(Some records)
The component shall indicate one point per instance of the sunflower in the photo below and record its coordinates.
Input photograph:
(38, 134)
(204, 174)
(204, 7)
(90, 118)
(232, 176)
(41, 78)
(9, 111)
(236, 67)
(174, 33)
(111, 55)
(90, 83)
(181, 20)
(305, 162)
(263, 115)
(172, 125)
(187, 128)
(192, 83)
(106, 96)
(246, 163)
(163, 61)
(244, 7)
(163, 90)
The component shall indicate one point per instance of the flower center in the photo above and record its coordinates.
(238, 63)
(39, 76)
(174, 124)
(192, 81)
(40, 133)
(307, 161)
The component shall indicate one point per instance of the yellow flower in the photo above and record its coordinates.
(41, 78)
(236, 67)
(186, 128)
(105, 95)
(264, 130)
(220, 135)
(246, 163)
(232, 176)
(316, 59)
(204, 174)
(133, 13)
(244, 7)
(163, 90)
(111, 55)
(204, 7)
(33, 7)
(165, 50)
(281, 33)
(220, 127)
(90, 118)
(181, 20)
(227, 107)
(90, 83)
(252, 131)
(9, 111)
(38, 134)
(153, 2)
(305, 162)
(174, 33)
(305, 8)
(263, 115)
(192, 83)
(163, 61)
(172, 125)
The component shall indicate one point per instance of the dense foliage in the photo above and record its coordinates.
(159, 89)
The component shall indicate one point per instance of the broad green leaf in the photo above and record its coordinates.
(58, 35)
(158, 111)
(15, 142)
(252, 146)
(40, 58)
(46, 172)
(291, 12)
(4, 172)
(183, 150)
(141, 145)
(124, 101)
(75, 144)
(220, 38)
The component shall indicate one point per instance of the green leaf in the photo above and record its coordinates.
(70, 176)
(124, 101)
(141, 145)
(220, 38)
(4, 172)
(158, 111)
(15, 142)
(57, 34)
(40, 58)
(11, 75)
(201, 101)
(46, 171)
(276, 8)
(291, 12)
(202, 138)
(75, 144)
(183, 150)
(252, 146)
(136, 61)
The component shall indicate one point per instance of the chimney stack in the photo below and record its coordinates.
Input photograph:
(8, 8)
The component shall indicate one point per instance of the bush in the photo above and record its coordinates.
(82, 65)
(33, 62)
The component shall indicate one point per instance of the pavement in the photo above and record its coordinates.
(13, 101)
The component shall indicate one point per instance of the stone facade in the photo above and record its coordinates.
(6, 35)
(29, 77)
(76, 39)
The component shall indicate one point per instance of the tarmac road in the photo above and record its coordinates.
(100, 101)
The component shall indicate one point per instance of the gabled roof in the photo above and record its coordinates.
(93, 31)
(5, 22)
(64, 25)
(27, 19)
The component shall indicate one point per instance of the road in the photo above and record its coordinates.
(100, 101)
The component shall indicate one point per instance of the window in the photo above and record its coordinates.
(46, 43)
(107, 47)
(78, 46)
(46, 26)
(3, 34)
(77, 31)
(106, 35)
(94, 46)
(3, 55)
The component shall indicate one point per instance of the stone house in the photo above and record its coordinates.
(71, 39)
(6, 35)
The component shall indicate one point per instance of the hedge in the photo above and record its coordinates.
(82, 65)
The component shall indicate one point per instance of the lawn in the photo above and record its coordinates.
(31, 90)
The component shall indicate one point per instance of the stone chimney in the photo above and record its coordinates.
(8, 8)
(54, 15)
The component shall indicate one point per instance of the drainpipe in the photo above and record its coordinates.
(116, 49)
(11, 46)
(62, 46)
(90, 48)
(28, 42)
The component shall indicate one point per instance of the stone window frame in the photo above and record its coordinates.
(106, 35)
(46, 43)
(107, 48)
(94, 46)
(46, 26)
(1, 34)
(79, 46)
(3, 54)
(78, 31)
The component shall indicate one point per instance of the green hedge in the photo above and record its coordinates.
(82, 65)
--
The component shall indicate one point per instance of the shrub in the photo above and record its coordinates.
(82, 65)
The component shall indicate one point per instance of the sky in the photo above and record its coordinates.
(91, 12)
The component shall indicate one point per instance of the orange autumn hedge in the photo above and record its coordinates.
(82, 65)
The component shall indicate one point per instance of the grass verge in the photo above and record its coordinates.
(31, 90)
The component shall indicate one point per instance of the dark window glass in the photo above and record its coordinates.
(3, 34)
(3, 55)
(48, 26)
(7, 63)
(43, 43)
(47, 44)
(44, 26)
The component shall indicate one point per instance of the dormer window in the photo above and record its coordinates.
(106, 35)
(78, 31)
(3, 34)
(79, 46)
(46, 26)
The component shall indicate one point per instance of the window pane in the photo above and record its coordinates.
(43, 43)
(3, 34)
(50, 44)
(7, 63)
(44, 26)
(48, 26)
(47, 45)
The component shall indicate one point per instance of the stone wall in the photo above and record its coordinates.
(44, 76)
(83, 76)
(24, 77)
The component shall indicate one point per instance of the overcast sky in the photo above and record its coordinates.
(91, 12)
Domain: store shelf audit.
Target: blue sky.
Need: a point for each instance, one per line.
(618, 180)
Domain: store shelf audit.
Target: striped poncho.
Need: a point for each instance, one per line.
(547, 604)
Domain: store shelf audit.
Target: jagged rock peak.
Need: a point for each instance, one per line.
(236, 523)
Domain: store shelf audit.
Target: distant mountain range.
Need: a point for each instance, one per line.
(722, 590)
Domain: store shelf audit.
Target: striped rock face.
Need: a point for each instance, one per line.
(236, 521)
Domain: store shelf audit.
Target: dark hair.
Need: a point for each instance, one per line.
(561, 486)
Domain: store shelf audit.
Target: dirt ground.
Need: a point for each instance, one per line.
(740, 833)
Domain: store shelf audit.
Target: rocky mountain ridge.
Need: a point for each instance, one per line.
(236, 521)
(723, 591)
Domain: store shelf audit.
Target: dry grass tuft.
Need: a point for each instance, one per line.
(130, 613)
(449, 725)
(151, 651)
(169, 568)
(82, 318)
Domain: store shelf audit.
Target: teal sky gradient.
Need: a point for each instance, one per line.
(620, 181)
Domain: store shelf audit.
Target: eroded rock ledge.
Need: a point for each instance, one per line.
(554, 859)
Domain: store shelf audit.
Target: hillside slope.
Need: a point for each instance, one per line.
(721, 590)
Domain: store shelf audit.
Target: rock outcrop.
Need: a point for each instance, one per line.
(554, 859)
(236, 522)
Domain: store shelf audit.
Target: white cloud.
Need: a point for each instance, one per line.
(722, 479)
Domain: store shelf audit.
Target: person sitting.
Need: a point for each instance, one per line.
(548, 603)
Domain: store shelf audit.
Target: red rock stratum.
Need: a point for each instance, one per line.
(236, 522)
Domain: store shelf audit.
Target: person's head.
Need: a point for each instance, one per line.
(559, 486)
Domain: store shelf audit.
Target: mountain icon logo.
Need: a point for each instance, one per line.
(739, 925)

● **WHAT IS REQUIRED**: Count the lines in the rows above that contain the string "stone", treating uppercase and lowercase as distinct. Output only the number.

● **FINAL RESULT**: 5